* start Dataset records *

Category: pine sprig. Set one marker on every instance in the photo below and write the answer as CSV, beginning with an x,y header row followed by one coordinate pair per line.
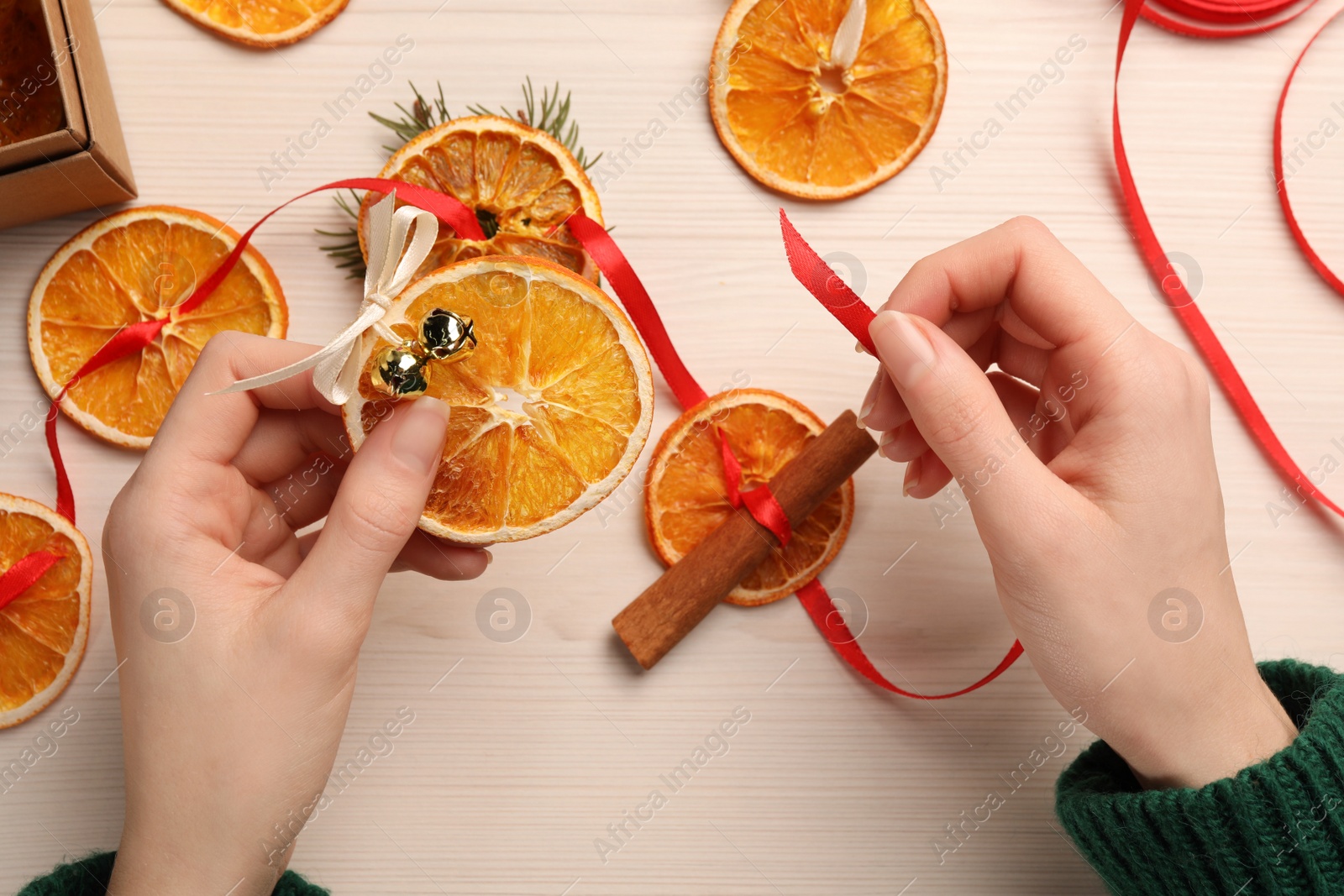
x,y
423,116
550,114
346,250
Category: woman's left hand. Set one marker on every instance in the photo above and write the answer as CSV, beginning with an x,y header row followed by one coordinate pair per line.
x,y
237,638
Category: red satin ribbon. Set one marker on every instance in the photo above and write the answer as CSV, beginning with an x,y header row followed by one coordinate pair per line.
x,y
628,286
759,501
139,336
1183,302
24,574
1234,19
851,311
1314,259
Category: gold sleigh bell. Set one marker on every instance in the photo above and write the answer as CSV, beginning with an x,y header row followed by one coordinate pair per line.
x,y
403,371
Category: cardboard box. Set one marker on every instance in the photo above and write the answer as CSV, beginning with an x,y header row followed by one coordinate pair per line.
x,y
81,163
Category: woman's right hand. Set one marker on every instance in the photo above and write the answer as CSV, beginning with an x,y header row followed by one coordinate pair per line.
x,y
1088,463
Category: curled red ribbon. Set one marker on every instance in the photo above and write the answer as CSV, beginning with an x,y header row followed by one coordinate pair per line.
x,y
759,501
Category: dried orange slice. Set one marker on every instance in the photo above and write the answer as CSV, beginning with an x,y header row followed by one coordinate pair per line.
x,y
685,497
260,23
45,629
134,266
549,412
799,123
521,181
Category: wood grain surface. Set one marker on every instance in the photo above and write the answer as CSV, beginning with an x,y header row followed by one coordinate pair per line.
x,y
523,752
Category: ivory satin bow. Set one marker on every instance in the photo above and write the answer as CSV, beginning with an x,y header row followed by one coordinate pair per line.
x,y
390,269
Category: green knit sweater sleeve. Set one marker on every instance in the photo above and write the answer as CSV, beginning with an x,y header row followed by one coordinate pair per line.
x,y
89,876
1274,829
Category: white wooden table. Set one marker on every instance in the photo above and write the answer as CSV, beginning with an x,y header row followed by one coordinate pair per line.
x,y
524,754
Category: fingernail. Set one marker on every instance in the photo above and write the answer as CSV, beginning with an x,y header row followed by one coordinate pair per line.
x,y
911,476
420,441
887,438
905,351
870,399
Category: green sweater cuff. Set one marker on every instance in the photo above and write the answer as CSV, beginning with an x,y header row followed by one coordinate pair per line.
x,y
89,876
1276,828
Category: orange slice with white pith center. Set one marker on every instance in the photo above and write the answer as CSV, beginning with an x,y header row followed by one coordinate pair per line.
x,y
550,411
808,123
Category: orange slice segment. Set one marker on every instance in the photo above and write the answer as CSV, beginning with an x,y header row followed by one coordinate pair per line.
x,y
685,496
134,266
522,183
799,123
260,23
45,629
550,411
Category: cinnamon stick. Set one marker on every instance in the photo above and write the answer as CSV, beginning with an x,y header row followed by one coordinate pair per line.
x,y
674,605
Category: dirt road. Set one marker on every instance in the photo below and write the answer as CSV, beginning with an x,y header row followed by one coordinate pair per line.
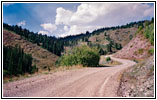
x,y
85,82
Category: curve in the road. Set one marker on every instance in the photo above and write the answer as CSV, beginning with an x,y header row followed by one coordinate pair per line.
x,y
86,82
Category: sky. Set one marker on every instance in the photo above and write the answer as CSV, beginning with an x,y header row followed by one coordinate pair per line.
x,y
62,19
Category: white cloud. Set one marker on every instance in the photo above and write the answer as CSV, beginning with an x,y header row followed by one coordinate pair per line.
x,y
49,27
43,32
63,16
22,23
7,4
66,28
88,16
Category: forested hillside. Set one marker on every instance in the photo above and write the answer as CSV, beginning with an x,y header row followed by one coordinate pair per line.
x,y
142,45
42,58
16,61
56,45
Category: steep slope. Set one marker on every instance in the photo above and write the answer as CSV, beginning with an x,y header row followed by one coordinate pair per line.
x,y
138,81
139,47
41,57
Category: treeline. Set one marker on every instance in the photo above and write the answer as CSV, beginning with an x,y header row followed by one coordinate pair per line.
x,y
56,45
50,43
82,55
147,30
15,61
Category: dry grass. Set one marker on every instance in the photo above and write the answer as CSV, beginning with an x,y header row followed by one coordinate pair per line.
x,y
54,70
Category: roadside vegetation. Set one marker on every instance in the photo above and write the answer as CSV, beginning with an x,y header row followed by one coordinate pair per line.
x,y
82,55
15,61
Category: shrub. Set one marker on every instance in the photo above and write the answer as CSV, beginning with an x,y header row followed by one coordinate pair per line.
x,y
80,56
151,51
149,33
108,58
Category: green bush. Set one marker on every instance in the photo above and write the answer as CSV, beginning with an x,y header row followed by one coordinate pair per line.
x,y
151,51
108,58
80,56
5,73
149,33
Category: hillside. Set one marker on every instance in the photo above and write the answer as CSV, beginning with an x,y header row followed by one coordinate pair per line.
x,y
122,36
140,46
41,57
138,81
110,41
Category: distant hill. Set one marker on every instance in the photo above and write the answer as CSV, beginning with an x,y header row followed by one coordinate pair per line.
x,y
42,58
57,45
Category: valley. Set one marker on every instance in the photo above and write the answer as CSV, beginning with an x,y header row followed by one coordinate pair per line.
x,y
85,56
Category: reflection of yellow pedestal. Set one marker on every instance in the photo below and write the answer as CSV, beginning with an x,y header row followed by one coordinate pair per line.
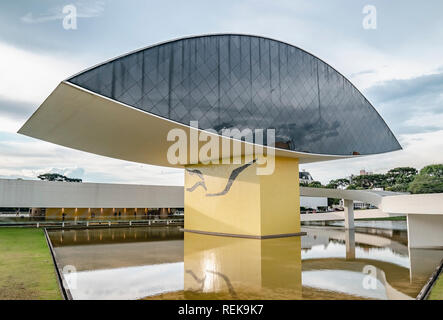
x,y
234,200
235,268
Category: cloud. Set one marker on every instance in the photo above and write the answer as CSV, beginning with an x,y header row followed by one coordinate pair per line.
x,y
26,158
410,105
84,10
419,150
30,77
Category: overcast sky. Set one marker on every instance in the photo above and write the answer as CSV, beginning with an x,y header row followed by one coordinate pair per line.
x,y
398,66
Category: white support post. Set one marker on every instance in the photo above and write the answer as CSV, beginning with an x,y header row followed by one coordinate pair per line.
x,y
349,214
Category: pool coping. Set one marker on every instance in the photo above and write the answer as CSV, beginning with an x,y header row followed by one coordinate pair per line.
x,y
65,292
427,288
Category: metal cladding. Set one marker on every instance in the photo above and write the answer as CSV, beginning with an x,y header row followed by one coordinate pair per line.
x,y
241,81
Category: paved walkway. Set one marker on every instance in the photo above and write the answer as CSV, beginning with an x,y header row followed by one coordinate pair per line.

* end Dataset records *

All the records need to be repeated exactly, with the images dropped.

Category: pine sprig. Set one marker on every instance in the photo below and write the answer as CSV, beginning with an x,y header row followed by one coordinate pair per line.
x,y
423,116
550,114
346,250
Category: woman's left hand. Set one marker on every instance in the photo above and write the answer as CSV, beginning with an x,y header row followed by one coordinate pair per line.
x,y
237,638
Category: red satin ribbon. Set one marker on every instance in the photo above and write the answer as CSV, beginning with an x,y header row followed by one coordinate pair per line.
x,y
628,286
759,501
139,336
1183,302
24,574
1234,19
851,311
1314,259
Category: gold sleigh bell. Set one marker on every instance in the photo above and write the answer as CSV, beginning with an x,y header row followed by one coordinate pair per line.
x,y
403,371
Category: cardboard box. Set one marker on every instance in the photo above and write the answer as CSV, beginning with an x,y header row followed by one coordinate pair per line.
x,y
81,163
Category: woman's right hand. Set one marker on every instance in the photo above and write the answer as CSV, beginning with an x,y header row followed by one coordinate pair per line.
x,y
1088,463
Category: curled red ribbon. Set one marker on every instance in the photo above and write the answer as CSV, beginning with an x,y header row followed by one coordinate pair per line.
x,y
759,501
Category: dried orange slice. Set one marker on every instance in the photo above and write the answer as CSV, beginning with an x,y header row followed by one coordinate pair per line.
x,y
685,497
260,23
45,629
134,266
549,412
799,123
521,181
Category: wood grain surface. Set one marker on every instance in the photo above and write the answer as CSV, beginning with an x,y header row followed by one coordinate pair per line.
x,y
523,752
Category: ivory satin bow. Set one marker on every instance in the photo above and write the answer as CSV, beginning with an x,y header row followed by one coordinate pair per line.
x,y
390,269
Category: green knit sweater sleeve. Set one marker on every instance in the photo above and write the answer as CSV, beginning with an x,y header row followed by one coordinate pair per line.
x,y
89,876
1274,829
Category: white wooden table. Set one marker on every instance in the photo above and write the answer as CSV, beginning with an x,y header row followed by one coordinate pair per line.
x,y
524,754
Category: fingernail. Set one marker on every instance in the photo above and write the answer as CSV, beginning with an x,y header row followed by one coordinate pair per line.
x,y
911,476
420,441
887,438
905,351
870,399
Category: green sweater cuff. Set one marker on every instance in the photo above and write the answer as CSV, beginning with an x,y header row followed by one coordinate pair per line.
x,y
89,876
1276,828
Category: orange slice with white pith center. Set one marker on every instance in the photo above and write the answer as CSV, beginning with an x,y header row followed by one coordinate pair per line.
x,y
550,411
808,123
Category: orange slice segment. Set one marker on every instance in the photo above and write the answer as CSV, beginning with an x,y header row followed by one coordinate pair per line.
x,y
685,496
134,266
522,183
799,123
260,23
45,629
550,411
Category: cinnamon stick. Set one marker on every instance in the photo above and write the answer as CSV, beginning with an x,y header row followed by one coordinate pair per line.
x,y
674,605
Category: dirt road. Set one marker on every instance in the photo below and write the answer as CSV, beginning with an x,y header row followed by one coordinate pair per line.
x,y
85,82
Category: curve in the road. Set one marker on every instance in the photo above and write the answer as CSV, beginning with an x,y header row followed by one coordinate pair per line.
x,y
86,82
Category: sky. Set one marker on every instance in the photo above and write the answer as CSV, beginning with an x,y header row followed by one coordinate pair per line.
x,y
62,19
Category: white cloud. Set one marker on every instance in the photo above and write the answer as CSV, beginning with an x,y header row followed by one coordinate pair per line.
x,y
49,27
43,32
63,16
22,23
7,4
66,28
88,16
Category: forested hillside. Set one marker on every instance in the photo above and write the answer as CSV, beginning with an x,y header row followed by one coordinate pair per line.
x,y
142,45
42,58
16,61
56,45
Category: steep slope. Set one marker on every instance in the photo above and write the answer as CSV, beginning with an x,y header row followed by one coordinate pair per line.
x,y
138,81
139,47
41,57
Category: treeline. Set one marker on every instance in the photo above and write the answer as CSV, beginning with an x,y header row followed by one coordinate pair per line.
x,y
56,45
50,43
82,55
147,30
15,61
Category: dry grass. Set one marker on every instance in the photo above and write the answer as CSV, beginning with an x,y header row followed by one coordinate pair per line.
x,y
54,70
Category: roadside vegetation. Set one marker on every instance in the photo above and write the answer as CSV, beginning with an x,y header row followed by one coordinate pair per line.
x,y
82,55
15,61
Category: shrub. Set one marker on every instance in the photo above and write the answer as CSV, beginning with an x,y header row followed by one coordinate pair per line.
x,y
80,56
151,51
149,33
108,58
Category: green bush. Set one marker on every instance in the photo above and write the answer as CSV, beginning with an x,y header row followed by one coordinate pair per line.
x,y
151,51
108,58
80,56
5,73
149,33
Category: hillside. Set one marker on every instance in the photo above and write the answer as CSV, beginning with an x,y header row followed by one coordinate pair per line.
x,y
122,36
140,46
41,57
138,81
110,41
Category: distant hill. Set one marker on every instance in the photo above and write the answer as CSV, beginning with an x,y header row followed by one coordinate pair per line.
x,y
42,58
57,45
Category: valley. Set one marker on every instance in the photo above and write the answer as CSV, beginning with an x,y header row followed by one coordinate pair per line.
x,y
85,56
Category: reflection of yellow pedestal. Set one marker on every instance in the photo below and write the answer as CSV, beginning with an x,y header row followed by one coordinate pair per line.
x,y
234,200
235,268
Category: cloud. Set one marker on every instance in the photo above and write the answer as CSV, beginning with an x,y header row followed by one coordinate pair per line.
x,y
26,158
410,105
84,10
419,150
30,77
Category: overcast sky. Set one marker on every instance in the photo above and write the answer as CSV, beginning with an x,y header row followed by one coordinate pair per line.
x,y
398,66
Category: white support post. Set one marker on every instance in the photo above and write the answer as CSV, beginning with an x,y header row followed by one coordinate pair per line.
x,y
349,214
Category: pool coping. Set one marker on every instance in the photo above and write the answer as CSV, beginning with an x,y header row followed by one coordinate pair per line.
x,y
65,292
427,288
Category: metal cladding. Set one marker on every instance in the photo above and write the answer as CSV, beginning with an x,y header row followed by one coordinate pair per line.
x,y
241,81
Category: paved walkway. Set one marker on every instance in the photo above and write the answer as CSV, beginning with an x,y header row followed by one coordinate pair per line.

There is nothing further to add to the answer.